» Work required
Rescale the items from the line with "Target: white posterboard" to the line with "41), (567, 45)]", both ends included, and output only those lines. Repeat every line, requests included, but multiply each coordinate in the answers by 2.4 and round it to a whole number, rounding halves up.

» Records to process

....

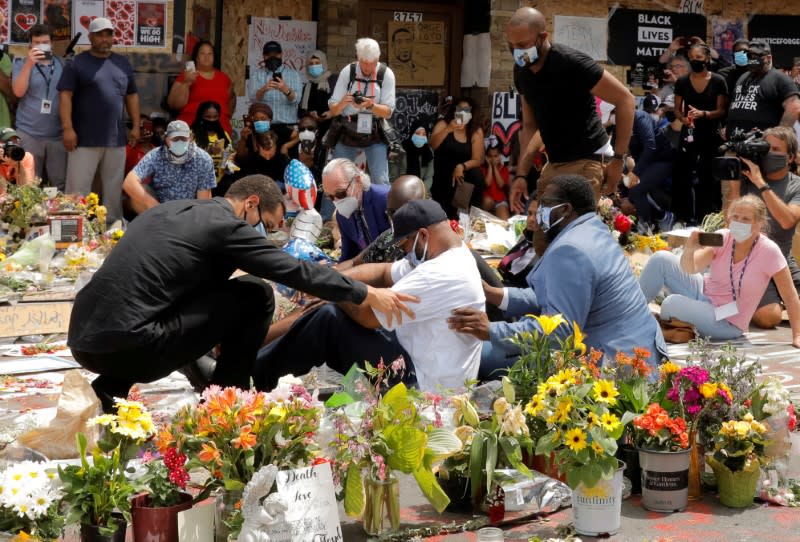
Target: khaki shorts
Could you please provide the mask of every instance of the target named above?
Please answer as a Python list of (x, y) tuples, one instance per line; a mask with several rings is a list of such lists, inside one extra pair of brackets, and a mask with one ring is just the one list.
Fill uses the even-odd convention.
[[(548, 162), (542, 169), (542, 174), (536, 182), (536, 201), (544, 194), (544, 189), (554, 177), (559, 175), (582, 175), (588, 179), (594, 189), (595, 201), (600, 199), (600, 190), (603, 188), (604, 168), (597, 160), (575, 160), (574, 162)], [(538, 229), (533, 234), (533, 247), (536, 254), (541, 256), (547, 248), (547, 237)]]

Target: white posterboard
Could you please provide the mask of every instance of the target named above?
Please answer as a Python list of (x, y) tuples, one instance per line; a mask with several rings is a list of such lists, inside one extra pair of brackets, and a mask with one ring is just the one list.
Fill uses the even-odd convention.
[(594, 60), (606, 60), (608, 19), (605, 17), (572, 17), (556, 15), (553, 41), (567, 45)]

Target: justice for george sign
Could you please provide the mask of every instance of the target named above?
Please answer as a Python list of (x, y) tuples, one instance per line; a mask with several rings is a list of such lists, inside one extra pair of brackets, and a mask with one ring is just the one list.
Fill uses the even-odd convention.
[(654, 64), (680, 36), (699, 36), (705, 41), (706, 18), (693, 13), (612, 9), (608, 20), (608, 59), (626, 66), (637, 62)]

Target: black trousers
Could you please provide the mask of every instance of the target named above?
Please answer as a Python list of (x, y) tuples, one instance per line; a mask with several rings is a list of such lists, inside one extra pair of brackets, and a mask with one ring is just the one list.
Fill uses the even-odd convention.
[(153, 322), (141, 346), (103, 354), (72, 349), (72, 355), (100, 375), (92, 384), (98, 394), (124, 398), (133, 384), (164, 378), (219, 344), (212, 383), (247, 389), (274, 310), (272, 287), (239, 277), (187, 294)]
[(303, 375), (323, 362), (346, 374), (354, 363), (375, 366), (383, 359), (389, 364), (401, 355), (409, 373), (411, 358), (394, 332), (362, 327), (336, 305), (327, 304), (301, 316), (286, 335), (261, 349), (253, 382), (257, 389), (269, 391), (280, 377)]

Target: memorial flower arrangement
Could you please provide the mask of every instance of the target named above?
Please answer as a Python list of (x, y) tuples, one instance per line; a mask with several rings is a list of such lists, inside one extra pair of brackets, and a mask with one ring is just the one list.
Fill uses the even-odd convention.
[(455, 408), (455, 434), (463, 449), (444, 461), (439, 470), (441, 478), (469, 479), (472, 499), (475, 501), (482, 488), (488, 495), (494, 494), (492, 483), (497, 469), (514, 468), (531, 476), (523, 463), (522, 450), (526, 449), (530, 454), (533, 441), (525, 411), (515, 401), (514, 386), (507, 377), (503, 377), (503, 394), (495, 399), (491, 414), (484, 419), (480, 418), (467, 394), (455, 395), (450, 402)]
[(651, 403), (644, 414), (633, 419), (633, 441), (639, 448), (676, 452), (689, 447), (686, 420), (670, 417), (658, 403)]
[[(383, 360), (377, 366), (366, 363), (359, 372), (369, 380), (358, 379), (355, 385), (362, 400), (340, 395), (328, 403), (335, 409), (330, 443), (334, 482), (341, 488), (345, 512), (350, 516), (363, 514), (370, 533), (380, 530), (387, 499), (391, 501), (389, 519), (393, 526), (399, 524), (399, 502), (391, 494), (370, 488), (391, 481), (395, 472), (411, 474), (422, 494), (441, 512), (450, 499), (433, 474), (433, 464), (461, 450), (461, 441), (453, 431), (441, 427), (441, 398), (408, 389), (402, 383), (381, 394), (390, 376), (403, 369), (402, 358), (389, 365)], [(421, 415), (425, 407), (433, 409), (433, 420)]]
[[(155, 434), (153, 419), (142, 403), (115, 399), (115, 404), (116, 414), (89, 420), (90, 424), (104, 428), (91, 451), (86, 437), (82, 433), (76, 435), (80, 464), (58, 468), (63, 501), (68, 507), (67, 523), (95, 525), (105, 535), (117, 529), (114, 512), (131, 520), (129, 499), (136, 487), (126, 476), (128, 462)], [(87, 453), (92, 456), (91, 463)]]
[(0, 473), (0, 531), (55, 540), (64, 530), (60, 504), (56, 469), (45, 463), (23, 461)]
[(219, 487), (241, 490), (265, 465), (309, 464), (322, 411), (316, 393), (291, 375), (270, 393), (210, 386), (200, 404), (181, 409), (159, 430), (156, 444), (165, 456), (172, 448), (185, 454), (188, 470), (208, 473), (201, 496)]
[(619, 462), (617, 440), (633, 418), (614, 414), (619, 390), (612, 380), (596, 378), (585, 366), (568, 367), (538, 387), (526, 411), (545, 421), (547, 433), (539, 437), (536, 453), (555, 454), (558, 470), (567, 484), (591, 488), (609, 480)]

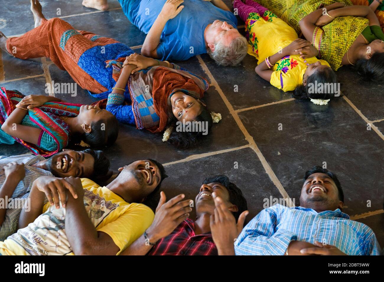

....

» Final result
Target: white posterboard
Could you please provide the mask of every instance of the target named above?
Please answer as a Python list of (x, y) tuples, one instance per line; a mask with several rings is a list of such lists, inside one extra pair of brackets, and a mask with one ring is just the one list.
Fill uses the even-odd convention.
[(1426, 144), (1454, 144), (1459, 46), (1452, 41), (1373, 41), (1334, 36), (1327, 98), (1361, 108)]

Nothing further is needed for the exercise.